Natural language region descriptions:

= = = = =

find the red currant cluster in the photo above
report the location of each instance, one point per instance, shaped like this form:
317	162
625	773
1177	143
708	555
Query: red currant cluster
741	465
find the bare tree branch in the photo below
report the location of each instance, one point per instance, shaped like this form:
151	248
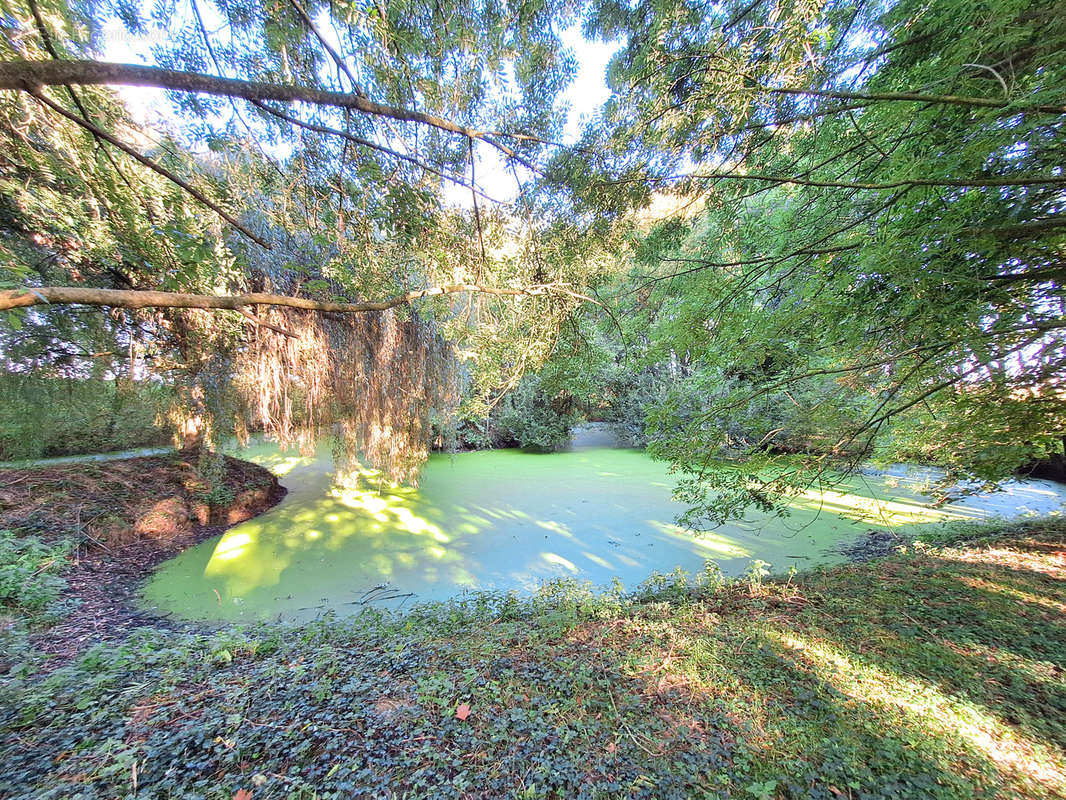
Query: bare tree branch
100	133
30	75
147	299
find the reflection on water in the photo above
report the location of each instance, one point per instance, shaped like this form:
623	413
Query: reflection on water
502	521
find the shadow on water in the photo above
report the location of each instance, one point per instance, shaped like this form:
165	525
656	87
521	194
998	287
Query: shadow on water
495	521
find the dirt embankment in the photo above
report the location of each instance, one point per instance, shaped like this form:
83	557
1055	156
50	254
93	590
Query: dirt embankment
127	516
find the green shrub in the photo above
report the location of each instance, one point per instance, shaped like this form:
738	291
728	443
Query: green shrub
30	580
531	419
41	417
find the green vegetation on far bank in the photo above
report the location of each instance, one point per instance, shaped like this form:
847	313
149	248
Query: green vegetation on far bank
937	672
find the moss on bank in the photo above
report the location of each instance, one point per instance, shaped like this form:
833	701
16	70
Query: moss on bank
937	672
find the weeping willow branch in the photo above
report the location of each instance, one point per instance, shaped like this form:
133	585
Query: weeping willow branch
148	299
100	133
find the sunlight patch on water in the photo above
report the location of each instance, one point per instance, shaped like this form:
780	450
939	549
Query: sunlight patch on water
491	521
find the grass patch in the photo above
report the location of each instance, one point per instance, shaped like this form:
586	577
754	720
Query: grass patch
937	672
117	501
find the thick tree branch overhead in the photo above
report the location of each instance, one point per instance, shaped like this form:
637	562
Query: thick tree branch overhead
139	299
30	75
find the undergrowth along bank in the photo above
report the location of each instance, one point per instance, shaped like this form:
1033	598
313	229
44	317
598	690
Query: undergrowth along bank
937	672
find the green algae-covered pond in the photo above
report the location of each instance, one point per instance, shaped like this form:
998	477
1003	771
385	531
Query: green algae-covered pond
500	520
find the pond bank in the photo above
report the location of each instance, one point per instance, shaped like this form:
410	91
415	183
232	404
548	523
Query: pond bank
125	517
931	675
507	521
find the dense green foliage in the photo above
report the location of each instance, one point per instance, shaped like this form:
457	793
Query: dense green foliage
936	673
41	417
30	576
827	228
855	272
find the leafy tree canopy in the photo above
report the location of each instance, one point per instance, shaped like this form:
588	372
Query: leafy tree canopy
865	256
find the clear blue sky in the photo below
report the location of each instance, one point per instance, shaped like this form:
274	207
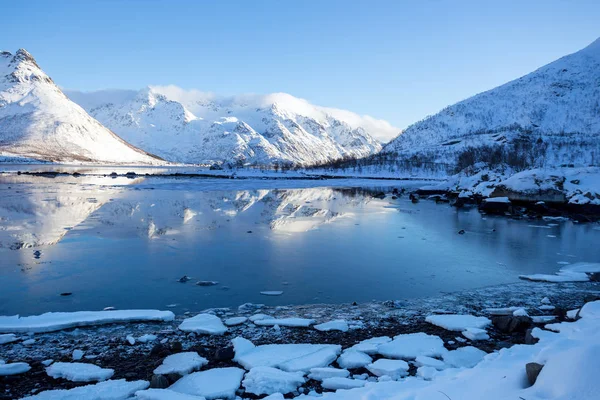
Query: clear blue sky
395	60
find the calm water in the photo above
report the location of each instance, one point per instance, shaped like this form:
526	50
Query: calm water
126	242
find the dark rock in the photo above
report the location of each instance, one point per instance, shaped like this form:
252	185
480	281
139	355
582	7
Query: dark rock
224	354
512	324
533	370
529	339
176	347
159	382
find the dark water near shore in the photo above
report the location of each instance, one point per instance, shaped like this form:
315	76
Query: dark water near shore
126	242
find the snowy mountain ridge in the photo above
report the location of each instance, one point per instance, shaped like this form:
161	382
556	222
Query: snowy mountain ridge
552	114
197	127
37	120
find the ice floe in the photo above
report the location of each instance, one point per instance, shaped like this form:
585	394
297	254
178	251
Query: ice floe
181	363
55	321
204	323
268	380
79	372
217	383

= = = = =

* The task *
Within the records above, find every line containing "below" and report only how many there are.

* Task answer *
2